_What needs to be done_
Rewrite the entries below with every "set one dot on" changed to "place a single point on" and all other text kept the same. Omit the pictures from your rewrite.

_Entries shown_
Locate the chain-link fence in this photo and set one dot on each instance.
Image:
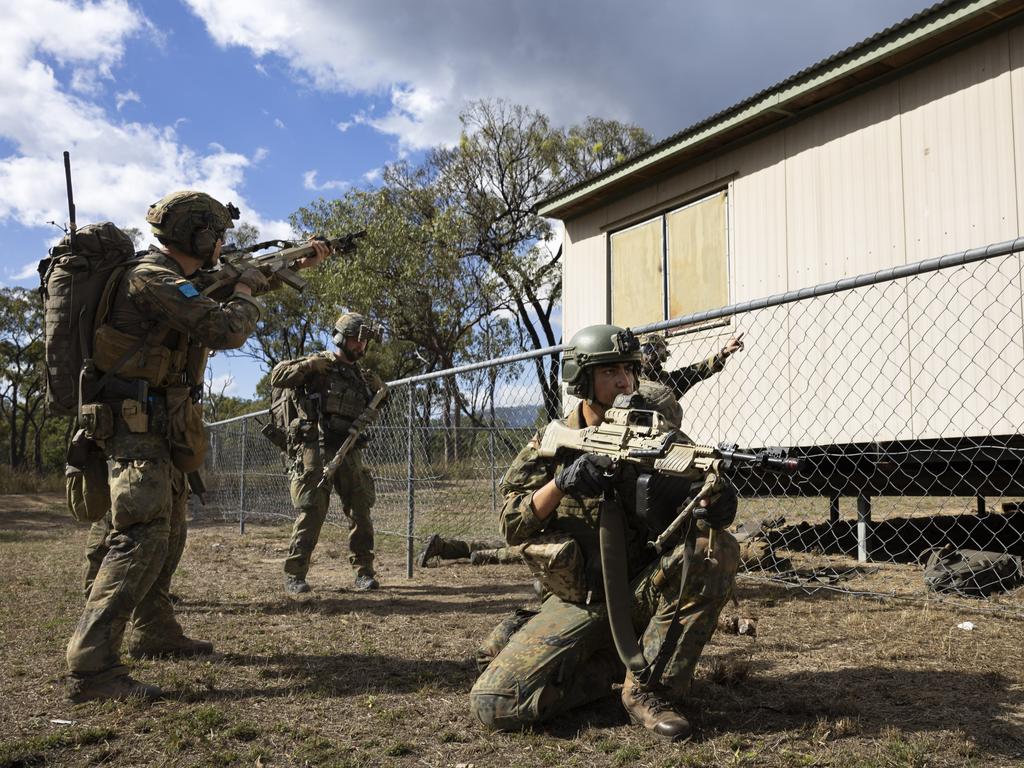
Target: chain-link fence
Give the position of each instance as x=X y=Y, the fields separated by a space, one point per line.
x=902 y=390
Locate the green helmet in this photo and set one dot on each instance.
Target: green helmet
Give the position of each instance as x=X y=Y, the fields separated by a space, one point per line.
x=353 y=324
x=596 y=345
x=192 y=221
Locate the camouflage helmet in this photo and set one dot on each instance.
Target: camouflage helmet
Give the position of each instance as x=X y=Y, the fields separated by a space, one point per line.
x=597 y=345
x=192 y=221
x=353 y=324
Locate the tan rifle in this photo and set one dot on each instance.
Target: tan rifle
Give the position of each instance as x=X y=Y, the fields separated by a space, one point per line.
x=361 y=422
x=233 y=260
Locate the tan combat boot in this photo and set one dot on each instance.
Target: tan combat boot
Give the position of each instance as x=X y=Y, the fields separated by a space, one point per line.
x=112 y=684
x=653 y=711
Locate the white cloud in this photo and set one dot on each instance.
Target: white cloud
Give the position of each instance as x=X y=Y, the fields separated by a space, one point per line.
x=119 y=167
x=126 y=97
x=309 y=182
x=666 y=65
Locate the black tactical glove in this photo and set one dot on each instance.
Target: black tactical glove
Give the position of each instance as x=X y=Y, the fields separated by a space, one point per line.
x=590 y=475
x=722 y=510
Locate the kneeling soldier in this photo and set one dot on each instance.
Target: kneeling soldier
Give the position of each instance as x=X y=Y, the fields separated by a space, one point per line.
x=564 y=656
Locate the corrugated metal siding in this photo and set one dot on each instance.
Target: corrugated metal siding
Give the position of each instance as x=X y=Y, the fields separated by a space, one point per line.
x=920 y=167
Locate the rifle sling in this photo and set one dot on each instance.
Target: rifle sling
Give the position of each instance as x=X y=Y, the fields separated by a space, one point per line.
x=617 y=592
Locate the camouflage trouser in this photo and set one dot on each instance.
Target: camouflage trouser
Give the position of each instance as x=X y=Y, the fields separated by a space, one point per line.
x=153 y=620
x=457 y=549
x=355 y=487
x=132 y=555
x=564 y=656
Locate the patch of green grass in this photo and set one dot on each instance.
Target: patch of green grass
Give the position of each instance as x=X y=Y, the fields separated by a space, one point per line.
x=627 y=756
x=398 y=750
x=33 y=750
x=243 y=732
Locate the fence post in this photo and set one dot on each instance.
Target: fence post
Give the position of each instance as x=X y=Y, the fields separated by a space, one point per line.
x=494 y=477
x=410 y=483
x=863 y=524
x=242 y=480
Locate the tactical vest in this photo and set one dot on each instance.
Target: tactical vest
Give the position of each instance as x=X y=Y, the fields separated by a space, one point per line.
x=580 y=519
x=344 y=394
x=664 y=400
x=163 y=357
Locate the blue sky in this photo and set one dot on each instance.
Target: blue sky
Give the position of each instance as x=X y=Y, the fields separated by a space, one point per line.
x=272 y=104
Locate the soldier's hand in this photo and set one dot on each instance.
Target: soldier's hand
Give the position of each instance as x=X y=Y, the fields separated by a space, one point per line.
x=718 y=511
x=255 y=280
x=590 y=475
x=320 y=365
x=733 y=345
x=323 y=250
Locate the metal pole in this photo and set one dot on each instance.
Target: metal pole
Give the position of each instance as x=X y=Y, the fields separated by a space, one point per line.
x=242 y=480
x=494 y=476
x=410 y=485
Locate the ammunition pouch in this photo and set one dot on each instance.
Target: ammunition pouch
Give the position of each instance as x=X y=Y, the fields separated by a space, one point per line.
x=96 y=422
x=87 y=491
x=556 y=560
x=152 y=363
x=185 y=430
x=276 y=435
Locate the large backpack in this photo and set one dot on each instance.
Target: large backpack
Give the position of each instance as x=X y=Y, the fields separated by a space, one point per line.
x=968 y=571
x=74 y=285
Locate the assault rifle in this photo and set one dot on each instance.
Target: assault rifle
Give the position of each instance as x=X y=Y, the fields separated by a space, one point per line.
x=635 y=434
x=235 y=260
x=363 y=421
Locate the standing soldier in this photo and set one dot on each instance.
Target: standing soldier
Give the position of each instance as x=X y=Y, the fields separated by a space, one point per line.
x=150 y=355
x=331 y=391
x=563 y=656
x=664 y=388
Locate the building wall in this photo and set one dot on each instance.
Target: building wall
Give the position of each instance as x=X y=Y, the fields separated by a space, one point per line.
x=927 y=165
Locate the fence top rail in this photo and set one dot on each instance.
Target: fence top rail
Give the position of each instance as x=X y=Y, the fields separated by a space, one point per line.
x=887 y=274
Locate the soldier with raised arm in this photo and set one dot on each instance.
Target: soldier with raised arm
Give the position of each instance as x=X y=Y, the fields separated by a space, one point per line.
x=664 y=388
x=563 y=656
x=150 y=356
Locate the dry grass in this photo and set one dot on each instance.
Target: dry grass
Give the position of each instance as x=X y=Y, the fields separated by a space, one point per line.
x=352 y=679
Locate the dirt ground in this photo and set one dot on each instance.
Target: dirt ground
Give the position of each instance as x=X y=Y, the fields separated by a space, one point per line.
x=356 y=679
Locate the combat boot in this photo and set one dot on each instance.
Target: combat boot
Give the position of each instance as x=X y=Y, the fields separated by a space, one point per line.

_Correct result_
Locate the chain-link fence in this photo and place a single point on each instance.
Image:
Target: chain-link fence
Give the position of each instance as x=X y=Y, the fields separated by a space, one point per line.
x=902 y=390
Locate the green helmet in this photo and place a single point on each instance.
Target: green helmet
Give the position of each instance as x=X y=Y, the fields separated by a space, one point per line.
x=353 y=324
x=596 y=345
x=192 y=221
Locate the camouflage helmet in this photo and place a single point on each instance.
Target: camouflage helmet
Give the position of each instance as x=X y=Y, the fields separated by a space, one point per line.
x=597 y=345
x=192 y=221
x=353 y=324
Locate the tan rifle in this photo and place a single point on each instance.
Target: tan rifle
Give the position of each instance as x=X y=Y, the fields separated by a space, one point per line.
x=361 y=422
x=233 y=260
Locate the tan combat boot in this photo and place a single point on each instance.
Target: tan combat boot
Give the position of each instance as x=X y=Y, the fields separated by a space, one point per line.
x=112 y=684
x=653 y=711
Locate the white cloud in this photo and place a single point on each instance.
Target: white cloud
Give the position of each instance as x=X y=Y, the fields separated by a space, one point per line.
x=119 y=167
x=126 y=97
x=309 y=182
x=666 y=65
Locate the black tactical glove in this photo and place a single point on each instance.
Target: black tactical glove
Give the position of each instance as x=X y=Y, the fields separated by a space, one point per line.
x=590 y=475
x=722 y=510
Locate the kneeling soldier in this photo and place a single point on each instance.
Target: kneeling soldier
Give the position of each instance as x=X y=Y, the fields separated by a space, one point per line.
x=564 y=656
Locate the corrugated metal siding in this photo and place a single point on each instance.
Target: corrugated metal siding
Give the position of each instance as x=X y=Y, the fields separated by a space, one point per line.
x=920 y=167
Locate the rifle sling in this photo and place a single point on each instance.
Target: rifle sling
Give the position of each instance as x=X y=Y, the fields separated by a space, one point per line.
x=617 y=592
Locate the camouflage trouser in this photo and place a single point on each instance.
Target: camouflage trouser
Give the position of each instance as x=X y=Y, the fields separated by a space, one point per line.
x=153 y=620
x=457 y=549
x=355 y=487
x=132 y=555
x=564 y=656
Locate the patch of green grass in this photo and place a single point on each instance.
Target: patch of green grass
Give the position of each instance as x=X y=Y, the fields separated by a space, one point per line.
x=627 y=756
x=398 y=750
x=33 y=750
x=243 y=732
Locate the fence post in this photo and place a single point on each instance.
Target: fence post
Give the position of each instance as x=X y=Y, the fields separated by a space, one point per line.
x=494 y=477
x=410 y=483
x=863 y=524
x=242 y=480
Locate the tactical vest in this photo and place a single point on each instance.
Target: tactical vest
Give the position of each instance as x=X y=Y, the fields separated by a space, one point per line.
x=580 y=519
x=344 y=394
x=664 y=400
x=163 y=357
Locate the blue sky in this photo and place a single point on each instance.
Target: blue sky
Give the position of each instance as x=X y=Y, the fields separated by a space, one point per line.
x=272 y=104
Locate the soldier's hand in this photo and place a single point on each instance.
Target: soldier's hand
Give the position of each instance as x=X y=Y, the fields separated by a space, one point per line.
x=718 y=511
x=255 y=280
x=590 y=475
x=320 y=365
x=733 y=345
x=323 y=250
Locate the metal pole in this photo and place a single point on each instance.
Target: metal pole
Give the position of each instance as x=X y=Y, the fields separated by a space, one point per line.
x=242 y=480
x=494 y=476
x=410 y=485
Locate the ammunition pouch in this photo and place a single point on each instance.
Target: ammunition pouch
Give the position of each instance as x=X y=Y, the fields separated by a space, one point per line.
x=96 y=422
x=87 y=491
x=556 y=560
x=152 y=363
x=185 y=430
x=276 y=435
Locate the large backpack in this photo and place a single point on each instance.
Target: large backpack
Give the position of each instance as x=X y=Y, the fields separated by a space, one point per line.
x=968 y=571
x=74 y=285
Locate the assault rifle in this photo and place a single point on each instance.
Target: assault rifle
Give the position of each instance as x=X y=Y, the fields separated by a space, one point per line.
x=635 y=434
x=235 y=260
x=363 y=421
Locate the standing soldier in this photo and place a single point on each instance.
Target: standing soldier
Give the position of each instance as x=X y=Y, the fields separated by a space, one point per line.
x=150 y=355
x=331 y=391
x=563 y=656
x=664 y=388
Locate the building wall in this photo and place a single point on each instance.
Target: building wall
Give the position of each instance as x=X y=Y, the fields separated by a space, one point per line.
x=927 y=165
Locate the fence top rail in this photo and place a single point on each instance.
Target: fence top rail
Give the position of each instance as x=X y=Y, the fields separated by a space, one point per line.
x=887 y=274
Locate the soldier with raised arm in this photo and place a single point on each instance.
Target: soldier with raised arm
Give the position of each instance as x=X y=Y, the fields separated by a space, one point per line.
x=664 y=388
x=563 y=656
x=150 y=356
Locate the dry grass in this photo and place a single point on each instance.
Target: dry grass
Give the position of each instance as x=X y=Y, the fields separated by a space, one point per line.
x=352 y=679
Locate the dirt ground in this photo and place a single point on each instance.
Target: dirt ground
Give the position of each instance as x=X y=Y, the fields separated by a space, one point per line.
x=356 y=679
Locate the combat boot in this photo and place a single point on each instance.
Target: combat boot
Give the position of each instance as x=X y=Y, the fields separated by a space, one point per line.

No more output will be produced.